Même le bodhisattva de la voie, donc, jusqu'à la huitième bhumi, peut être parfois tenté d'abandonner les gens, par désespoir. On peut finir par penser « Je ne peux simplement rien faire pour eux. Eh bien, tant pis, qu'ils fassent ce qu'ils veulent, je vais m'occuper de ma propre émancipation. » Et ayant abandonné le but de l'Éveil universel, on peut même réaliser l'émancipation individuelle, l'état d'arhant, le Nirvana. Mais, relativement au but originel, cela représente un recul, un échec. On pourrait dire que pour le bodhisattva, le Nirvana est un échec - ce qui montre combien l'idéal est élevé.

Comment le bodhisattva devient-il donc irréversible ? Ceci ne sera probablement pas notre préoccupation personnelle pendant un certain temps, mais voyons au moins ce que les écritures en disent. Généralement parlant, le bodhisattva devient irréversible grâce à la réalisation de la grande vacuité. Comme nous l'avons vu, c'est essentiellement une réalisation de la vacuité de la distinction entre le conditionné et l'inconditionné. Quand l'expérience de la grande vacuité s'élève, l'on voit clairement que, même si la distinction entre les deux peut être utile pour des raisons pratiques, elle n'est pas valide de façon ultime. Quand on va profondément dans le conditionné, on rencontre l'Inconditionné, et quand on va profondément dans l'Inconditionné, on rencontre le conditionné.

Relevés de pointage
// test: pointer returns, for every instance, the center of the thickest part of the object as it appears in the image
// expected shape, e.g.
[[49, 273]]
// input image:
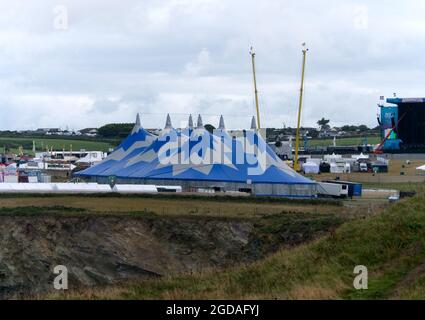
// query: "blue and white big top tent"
[[194, 158]]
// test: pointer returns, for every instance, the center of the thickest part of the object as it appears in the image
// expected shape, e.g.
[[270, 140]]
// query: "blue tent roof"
[[194, 154]]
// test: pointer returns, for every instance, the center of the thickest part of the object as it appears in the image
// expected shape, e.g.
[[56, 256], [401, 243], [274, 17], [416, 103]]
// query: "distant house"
[[89, 132]]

• _Vos tâches_:
1/ Répondez aux questions suivantes à partir du texte sur le bodhisattva.
(a) Jusqu'à quelle bhumi le bodhisattva de la voie peut-il être tenté d'abandonner les gens ?
(b) Généralement parlant, grâce à quoi le bodhisattva devient-il irréversible ?
(c) Que rencontre-t-on quand on va profondément dans le conditionné ?
2/ Remplacez « expected shape » par « sample shape » dans l'ensemble des relevés de pointage et recopiez-les sans autre modification, en omettant les images.

• _Réponses aux tâches_:
1/
(a) Jusqu'à la huitième bhumi.
(b) Grâce à la réalisation de la grande vacuité.
(c) On rencontre l'Inconditionné.

2/
// test: pointer returns, for every instance, the center of the thickest part of the object as it appears in the image
// sample shape, e.g.
[[49, 273]]
// input image:
// query: "blue and white big top tent"
[[194, 158]]
// test: pointer returns, for every instance, the center of the thickest part of the object as it appears in the image
// sample shape, e.g.
[[270, 140]]
// query: "blue tent roof"
[[194, 154]]
// test: pointer returns, for every instance, the center of the thickest part of the object as it appears in the image
// sample shape, e.g.
[[56, 256], [401, 243], [274, 17], [416, 103]]
// query: "distant house"
[[89, 132]]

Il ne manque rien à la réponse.